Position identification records
———

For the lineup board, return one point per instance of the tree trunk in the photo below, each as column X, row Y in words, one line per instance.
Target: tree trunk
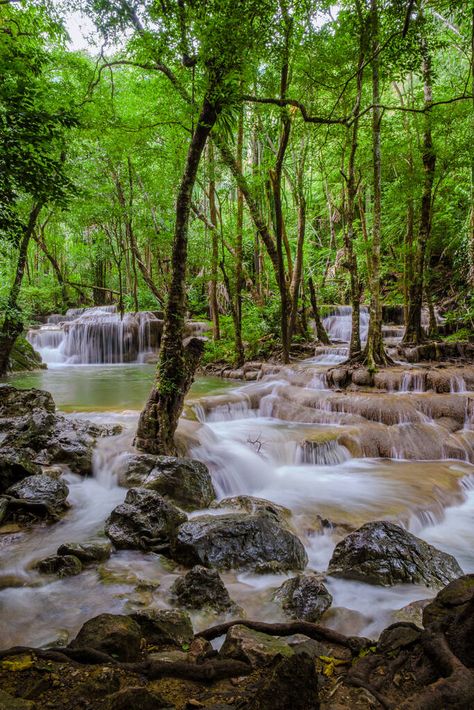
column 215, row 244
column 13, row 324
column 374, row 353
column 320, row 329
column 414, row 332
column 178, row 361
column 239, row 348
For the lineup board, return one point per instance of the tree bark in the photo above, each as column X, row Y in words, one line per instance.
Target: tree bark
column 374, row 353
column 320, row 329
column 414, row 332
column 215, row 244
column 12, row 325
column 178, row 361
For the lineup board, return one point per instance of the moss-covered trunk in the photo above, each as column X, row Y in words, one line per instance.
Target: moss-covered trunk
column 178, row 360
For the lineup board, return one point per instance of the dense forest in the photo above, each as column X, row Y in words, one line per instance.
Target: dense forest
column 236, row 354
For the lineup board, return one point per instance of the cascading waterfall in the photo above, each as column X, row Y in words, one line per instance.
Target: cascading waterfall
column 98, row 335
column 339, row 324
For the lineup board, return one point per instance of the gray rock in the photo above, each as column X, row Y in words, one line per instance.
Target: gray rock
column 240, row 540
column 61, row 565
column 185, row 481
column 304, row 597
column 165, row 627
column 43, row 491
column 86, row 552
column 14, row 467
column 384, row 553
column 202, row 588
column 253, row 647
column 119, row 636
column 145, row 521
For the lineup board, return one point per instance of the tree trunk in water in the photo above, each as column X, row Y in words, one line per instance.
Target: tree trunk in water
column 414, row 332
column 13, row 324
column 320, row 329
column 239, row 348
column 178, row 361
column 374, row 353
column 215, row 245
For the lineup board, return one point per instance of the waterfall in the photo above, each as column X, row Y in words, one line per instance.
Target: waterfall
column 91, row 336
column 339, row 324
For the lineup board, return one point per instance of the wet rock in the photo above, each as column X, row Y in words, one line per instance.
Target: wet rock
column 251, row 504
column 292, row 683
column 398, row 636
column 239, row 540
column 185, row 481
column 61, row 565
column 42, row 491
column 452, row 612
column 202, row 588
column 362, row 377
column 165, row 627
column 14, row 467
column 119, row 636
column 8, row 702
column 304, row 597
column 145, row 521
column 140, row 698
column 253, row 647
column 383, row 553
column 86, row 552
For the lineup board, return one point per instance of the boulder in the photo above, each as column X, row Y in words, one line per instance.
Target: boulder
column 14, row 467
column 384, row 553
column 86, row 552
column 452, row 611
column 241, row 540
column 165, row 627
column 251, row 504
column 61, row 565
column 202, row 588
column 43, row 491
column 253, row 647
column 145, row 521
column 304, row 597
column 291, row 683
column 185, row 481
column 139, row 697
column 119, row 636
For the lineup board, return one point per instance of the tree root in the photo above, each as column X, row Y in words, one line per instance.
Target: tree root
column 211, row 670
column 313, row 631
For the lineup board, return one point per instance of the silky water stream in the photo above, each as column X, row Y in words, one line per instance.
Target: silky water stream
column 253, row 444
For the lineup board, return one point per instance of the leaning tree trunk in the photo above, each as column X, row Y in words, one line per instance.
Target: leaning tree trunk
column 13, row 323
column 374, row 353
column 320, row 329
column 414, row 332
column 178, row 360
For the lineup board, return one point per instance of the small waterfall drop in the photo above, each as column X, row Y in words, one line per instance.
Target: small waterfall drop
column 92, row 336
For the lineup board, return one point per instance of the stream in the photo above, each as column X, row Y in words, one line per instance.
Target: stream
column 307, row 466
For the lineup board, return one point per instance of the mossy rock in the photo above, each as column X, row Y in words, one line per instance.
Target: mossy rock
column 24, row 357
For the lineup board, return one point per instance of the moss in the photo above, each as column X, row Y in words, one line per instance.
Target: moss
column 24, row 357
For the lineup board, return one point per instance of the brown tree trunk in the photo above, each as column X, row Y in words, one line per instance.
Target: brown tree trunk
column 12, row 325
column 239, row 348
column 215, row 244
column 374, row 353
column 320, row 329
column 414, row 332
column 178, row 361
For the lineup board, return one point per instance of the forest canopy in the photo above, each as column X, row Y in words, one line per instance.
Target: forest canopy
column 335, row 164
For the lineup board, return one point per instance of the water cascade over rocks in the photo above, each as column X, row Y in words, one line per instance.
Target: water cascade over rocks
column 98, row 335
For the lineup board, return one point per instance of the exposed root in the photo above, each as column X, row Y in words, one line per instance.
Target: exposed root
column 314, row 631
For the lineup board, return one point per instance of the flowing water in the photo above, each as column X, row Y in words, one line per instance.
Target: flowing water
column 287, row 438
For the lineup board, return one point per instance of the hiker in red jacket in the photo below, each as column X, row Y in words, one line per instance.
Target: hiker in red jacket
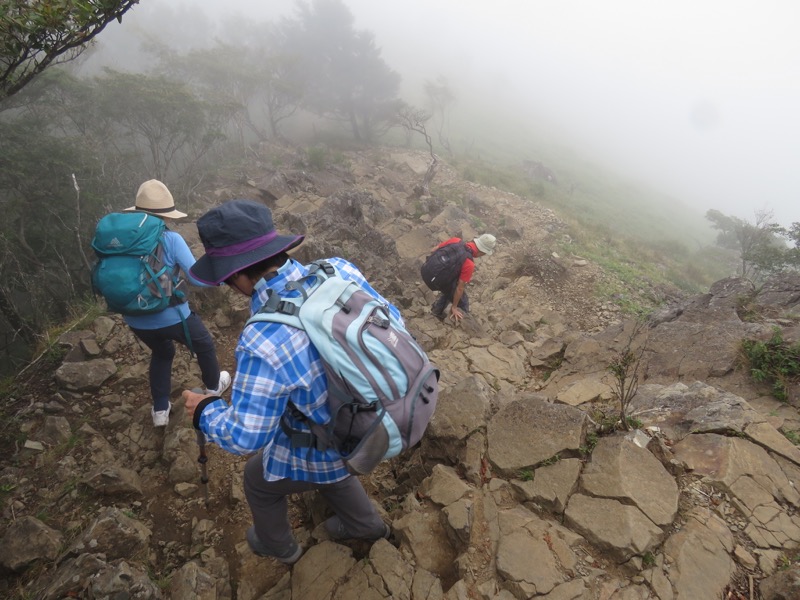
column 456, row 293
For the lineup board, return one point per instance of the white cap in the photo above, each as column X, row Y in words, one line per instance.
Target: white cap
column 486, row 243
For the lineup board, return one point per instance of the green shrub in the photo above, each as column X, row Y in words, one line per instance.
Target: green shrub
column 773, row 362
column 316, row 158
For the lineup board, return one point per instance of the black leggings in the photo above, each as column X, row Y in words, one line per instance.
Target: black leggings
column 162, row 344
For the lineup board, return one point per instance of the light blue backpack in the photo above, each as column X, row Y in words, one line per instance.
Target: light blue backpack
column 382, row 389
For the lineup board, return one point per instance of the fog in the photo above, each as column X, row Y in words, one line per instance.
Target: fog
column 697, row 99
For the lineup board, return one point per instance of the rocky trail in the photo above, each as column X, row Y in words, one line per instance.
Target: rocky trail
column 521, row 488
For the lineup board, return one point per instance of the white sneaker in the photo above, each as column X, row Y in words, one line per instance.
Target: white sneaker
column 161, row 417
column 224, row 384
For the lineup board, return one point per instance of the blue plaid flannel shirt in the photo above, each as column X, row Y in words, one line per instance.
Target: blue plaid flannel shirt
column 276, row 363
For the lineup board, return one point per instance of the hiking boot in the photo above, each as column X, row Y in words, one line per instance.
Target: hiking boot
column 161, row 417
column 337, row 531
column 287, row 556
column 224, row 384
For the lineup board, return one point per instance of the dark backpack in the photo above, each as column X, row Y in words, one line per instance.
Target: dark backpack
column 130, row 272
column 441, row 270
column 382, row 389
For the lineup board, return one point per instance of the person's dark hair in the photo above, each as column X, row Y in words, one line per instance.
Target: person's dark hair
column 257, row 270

———

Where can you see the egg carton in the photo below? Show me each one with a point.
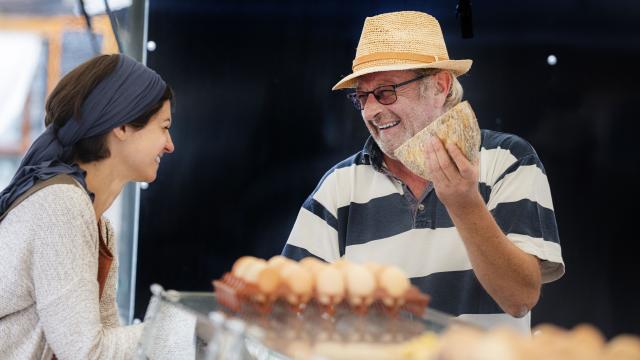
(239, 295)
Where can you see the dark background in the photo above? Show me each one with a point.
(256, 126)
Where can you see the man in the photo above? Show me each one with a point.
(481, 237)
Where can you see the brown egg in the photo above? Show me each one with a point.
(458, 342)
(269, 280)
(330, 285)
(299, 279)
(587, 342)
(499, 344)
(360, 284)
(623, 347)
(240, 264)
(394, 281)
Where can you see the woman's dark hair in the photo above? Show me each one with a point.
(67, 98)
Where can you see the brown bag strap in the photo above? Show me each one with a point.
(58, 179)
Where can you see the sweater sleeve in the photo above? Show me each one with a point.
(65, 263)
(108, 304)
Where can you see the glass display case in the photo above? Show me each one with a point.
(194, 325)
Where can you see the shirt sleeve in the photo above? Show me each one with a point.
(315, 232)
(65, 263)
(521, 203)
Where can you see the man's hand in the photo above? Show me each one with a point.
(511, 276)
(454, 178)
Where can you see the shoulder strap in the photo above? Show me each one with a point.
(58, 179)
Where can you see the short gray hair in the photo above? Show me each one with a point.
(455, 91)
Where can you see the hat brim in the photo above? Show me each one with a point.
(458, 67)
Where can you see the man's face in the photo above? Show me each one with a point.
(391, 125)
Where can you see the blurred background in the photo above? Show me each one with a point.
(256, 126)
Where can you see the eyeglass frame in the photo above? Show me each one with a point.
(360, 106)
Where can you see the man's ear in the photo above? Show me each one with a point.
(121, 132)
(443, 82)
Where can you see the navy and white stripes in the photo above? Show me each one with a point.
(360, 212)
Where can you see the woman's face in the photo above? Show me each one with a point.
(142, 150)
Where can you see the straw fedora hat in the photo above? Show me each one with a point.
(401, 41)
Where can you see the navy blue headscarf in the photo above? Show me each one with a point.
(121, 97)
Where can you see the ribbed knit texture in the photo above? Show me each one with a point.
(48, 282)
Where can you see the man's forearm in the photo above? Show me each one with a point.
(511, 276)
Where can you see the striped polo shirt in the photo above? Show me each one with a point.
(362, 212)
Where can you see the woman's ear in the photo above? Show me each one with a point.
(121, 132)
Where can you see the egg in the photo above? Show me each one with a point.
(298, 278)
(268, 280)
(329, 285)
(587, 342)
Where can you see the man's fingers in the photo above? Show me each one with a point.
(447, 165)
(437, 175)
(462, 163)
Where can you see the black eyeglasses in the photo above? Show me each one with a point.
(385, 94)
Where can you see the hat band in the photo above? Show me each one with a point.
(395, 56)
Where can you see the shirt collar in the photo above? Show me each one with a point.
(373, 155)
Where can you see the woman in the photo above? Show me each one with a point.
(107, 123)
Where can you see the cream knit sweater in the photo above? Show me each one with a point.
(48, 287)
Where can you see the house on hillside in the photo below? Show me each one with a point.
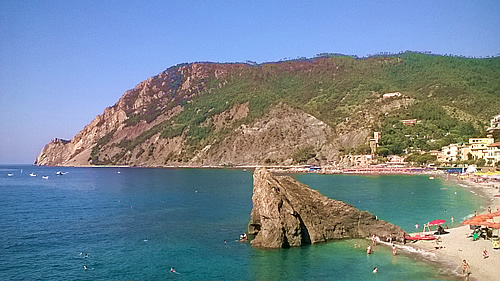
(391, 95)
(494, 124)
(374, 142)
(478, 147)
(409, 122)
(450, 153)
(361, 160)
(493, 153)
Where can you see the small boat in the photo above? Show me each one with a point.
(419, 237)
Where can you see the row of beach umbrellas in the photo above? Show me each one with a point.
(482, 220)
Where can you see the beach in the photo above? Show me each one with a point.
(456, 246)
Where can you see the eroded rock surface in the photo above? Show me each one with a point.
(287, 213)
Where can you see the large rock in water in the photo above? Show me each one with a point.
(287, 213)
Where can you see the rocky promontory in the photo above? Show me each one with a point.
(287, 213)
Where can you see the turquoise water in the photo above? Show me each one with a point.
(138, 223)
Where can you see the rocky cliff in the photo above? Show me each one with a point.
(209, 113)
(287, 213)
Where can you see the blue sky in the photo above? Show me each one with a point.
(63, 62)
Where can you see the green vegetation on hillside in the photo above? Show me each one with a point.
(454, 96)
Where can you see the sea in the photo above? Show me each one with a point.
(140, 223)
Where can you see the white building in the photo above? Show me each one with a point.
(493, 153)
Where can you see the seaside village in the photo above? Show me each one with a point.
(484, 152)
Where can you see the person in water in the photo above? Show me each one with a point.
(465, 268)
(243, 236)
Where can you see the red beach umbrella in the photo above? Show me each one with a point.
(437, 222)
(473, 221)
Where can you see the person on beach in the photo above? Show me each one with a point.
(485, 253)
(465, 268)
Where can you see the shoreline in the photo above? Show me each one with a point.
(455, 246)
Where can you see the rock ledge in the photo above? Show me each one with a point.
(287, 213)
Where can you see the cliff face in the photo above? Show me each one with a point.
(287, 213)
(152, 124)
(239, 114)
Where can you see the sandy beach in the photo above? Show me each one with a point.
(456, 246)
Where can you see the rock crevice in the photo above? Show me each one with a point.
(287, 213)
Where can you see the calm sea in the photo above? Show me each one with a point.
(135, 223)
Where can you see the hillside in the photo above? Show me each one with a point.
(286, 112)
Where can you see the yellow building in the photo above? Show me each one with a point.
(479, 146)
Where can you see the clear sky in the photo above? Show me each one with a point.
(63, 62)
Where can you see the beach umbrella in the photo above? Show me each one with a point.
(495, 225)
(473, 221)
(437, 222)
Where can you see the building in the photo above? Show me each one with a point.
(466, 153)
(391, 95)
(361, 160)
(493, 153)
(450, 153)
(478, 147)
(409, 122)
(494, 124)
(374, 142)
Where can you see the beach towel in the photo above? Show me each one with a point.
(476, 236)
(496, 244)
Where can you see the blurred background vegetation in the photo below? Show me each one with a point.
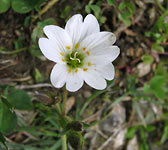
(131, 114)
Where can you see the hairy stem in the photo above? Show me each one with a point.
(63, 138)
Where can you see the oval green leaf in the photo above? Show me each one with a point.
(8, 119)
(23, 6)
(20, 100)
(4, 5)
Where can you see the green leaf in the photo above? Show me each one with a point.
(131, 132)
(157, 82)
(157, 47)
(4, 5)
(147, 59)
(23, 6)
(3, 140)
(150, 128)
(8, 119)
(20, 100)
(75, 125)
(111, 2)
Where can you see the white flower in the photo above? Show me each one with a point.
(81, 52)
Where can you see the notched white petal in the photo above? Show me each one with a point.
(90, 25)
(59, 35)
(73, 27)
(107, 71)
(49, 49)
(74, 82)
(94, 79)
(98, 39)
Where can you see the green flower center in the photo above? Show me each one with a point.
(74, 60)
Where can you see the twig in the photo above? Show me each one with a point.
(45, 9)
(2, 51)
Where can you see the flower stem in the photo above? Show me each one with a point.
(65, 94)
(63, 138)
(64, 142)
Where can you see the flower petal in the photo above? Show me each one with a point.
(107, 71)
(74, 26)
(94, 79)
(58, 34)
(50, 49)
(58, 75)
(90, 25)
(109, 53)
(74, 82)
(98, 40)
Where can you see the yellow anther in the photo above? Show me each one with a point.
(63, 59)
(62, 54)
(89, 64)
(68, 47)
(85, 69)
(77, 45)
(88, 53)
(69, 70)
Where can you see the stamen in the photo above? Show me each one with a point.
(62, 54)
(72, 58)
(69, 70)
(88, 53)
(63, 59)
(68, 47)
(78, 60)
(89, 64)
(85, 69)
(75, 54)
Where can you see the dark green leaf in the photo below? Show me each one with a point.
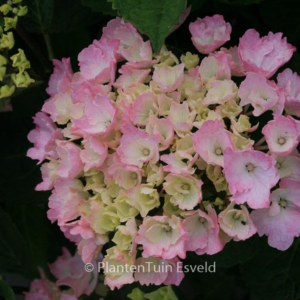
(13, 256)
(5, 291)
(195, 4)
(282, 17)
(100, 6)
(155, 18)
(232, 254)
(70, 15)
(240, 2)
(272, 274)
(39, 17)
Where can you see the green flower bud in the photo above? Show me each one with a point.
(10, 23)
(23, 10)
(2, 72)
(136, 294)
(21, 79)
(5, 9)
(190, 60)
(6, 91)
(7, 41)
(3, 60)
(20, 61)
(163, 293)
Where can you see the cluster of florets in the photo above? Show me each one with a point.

———

Copy the lines between the one holding "the white sneaker" and the one holding "column 276, row 363", inclusive, and replace every "lineup board" with "tally sheet", keeping everything else unchanged.

For the tally sheet, return one point per instance of the white sneaker in the photo above, each as column X, row Y in words, one line per instance.
Target: white sneaker
column 161, row 417
column 224, row 384
For the tally sheet, return one point per instance of the blue plaid flannel shirt in the photo above, each as column X, row Y in words, one line per instance.
Target: blue plaid flannel shirt
column 276, row 363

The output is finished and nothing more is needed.